**REQUIRED WORK**
Reproduce verbatim the data below, starting at the line that contains "Indicate the green vegetation" and ending with the line that contains "687), (41, 739)]", both lines included.

(Coordinate annotation entries)

━━━

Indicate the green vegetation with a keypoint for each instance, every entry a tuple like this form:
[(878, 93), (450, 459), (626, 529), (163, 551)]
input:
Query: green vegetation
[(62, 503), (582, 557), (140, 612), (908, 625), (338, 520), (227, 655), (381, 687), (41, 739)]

━━━

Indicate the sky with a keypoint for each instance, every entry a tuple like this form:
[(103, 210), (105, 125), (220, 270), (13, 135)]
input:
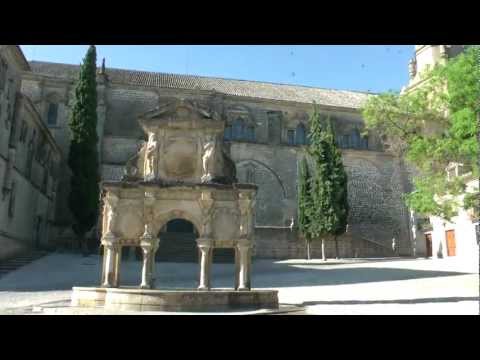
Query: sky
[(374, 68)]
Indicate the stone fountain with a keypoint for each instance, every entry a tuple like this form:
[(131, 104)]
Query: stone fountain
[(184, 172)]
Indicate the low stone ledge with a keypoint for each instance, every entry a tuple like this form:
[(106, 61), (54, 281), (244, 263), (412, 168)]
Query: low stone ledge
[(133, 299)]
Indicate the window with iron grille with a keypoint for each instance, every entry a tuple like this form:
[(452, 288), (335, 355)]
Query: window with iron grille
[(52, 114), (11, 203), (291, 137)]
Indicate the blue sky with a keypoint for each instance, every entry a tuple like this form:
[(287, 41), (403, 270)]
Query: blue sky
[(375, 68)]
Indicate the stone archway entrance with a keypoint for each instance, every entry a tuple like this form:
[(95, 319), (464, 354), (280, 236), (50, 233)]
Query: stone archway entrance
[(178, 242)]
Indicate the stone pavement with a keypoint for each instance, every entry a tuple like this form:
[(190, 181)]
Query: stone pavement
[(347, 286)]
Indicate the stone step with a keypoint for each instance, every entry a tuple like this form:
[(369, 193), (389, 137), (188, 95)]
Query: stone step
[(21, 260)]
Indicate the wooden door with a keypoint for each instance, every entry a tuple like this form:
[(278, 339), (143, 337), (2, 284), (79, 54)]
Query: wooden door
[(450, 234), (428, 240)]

━━━

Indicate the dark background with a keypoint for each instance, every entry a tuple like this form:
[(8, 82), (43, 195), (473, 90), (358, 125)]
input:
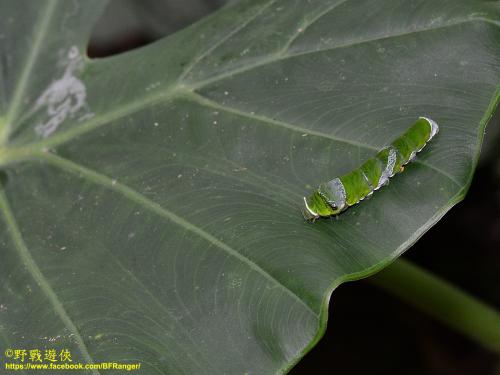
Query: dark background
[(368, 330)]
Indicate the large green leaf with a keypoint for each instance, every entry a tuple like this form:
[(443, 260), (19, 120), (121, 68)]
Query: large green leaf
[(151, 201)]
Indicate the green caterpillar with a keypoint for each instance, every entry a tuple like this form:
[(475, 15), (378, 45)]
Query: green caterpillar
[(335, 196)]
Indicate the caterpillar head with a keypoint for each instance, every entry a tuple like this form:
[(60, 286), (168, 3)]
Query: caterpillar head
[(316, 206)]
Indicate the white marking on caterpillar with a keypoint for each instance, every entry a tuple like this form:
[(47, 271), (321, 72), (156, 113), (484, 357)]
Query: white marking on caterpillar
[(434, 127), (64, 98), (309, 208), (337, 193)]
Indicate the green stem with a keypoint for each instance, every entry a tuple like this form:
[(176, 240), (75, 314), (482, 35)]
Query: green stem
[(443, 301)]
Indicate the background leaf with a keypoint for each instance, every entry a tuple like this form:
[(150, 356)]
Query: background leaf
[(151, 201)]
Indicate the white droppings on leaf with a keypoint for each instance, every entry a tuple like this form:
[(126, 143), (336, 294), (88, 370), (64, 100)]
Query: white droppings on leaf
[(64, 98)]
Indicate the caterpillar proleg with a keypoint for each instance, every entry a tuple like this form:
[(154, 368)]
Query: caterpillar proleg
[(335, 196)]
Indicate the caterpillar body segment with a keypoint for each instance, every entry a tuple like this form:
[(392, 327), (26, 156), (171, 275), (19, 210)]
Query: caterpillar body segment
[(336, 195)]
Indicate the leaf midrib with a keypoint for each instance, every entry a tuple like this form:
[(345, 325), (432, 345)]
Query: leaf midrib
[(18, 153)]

━━━

**OUTPUT OF THE TASK**
Indicate the green vegetation with a keypoint for each instance, every entry a tuple like this form:
[(878, 93), (450, 459), (626, 529), (163, 551)]
input:
Query: green vegetation
[(62, 503), (582, 557), (140, 612), (908, 625), (338, 520), (227, 655), (381, 687), (41, 739)]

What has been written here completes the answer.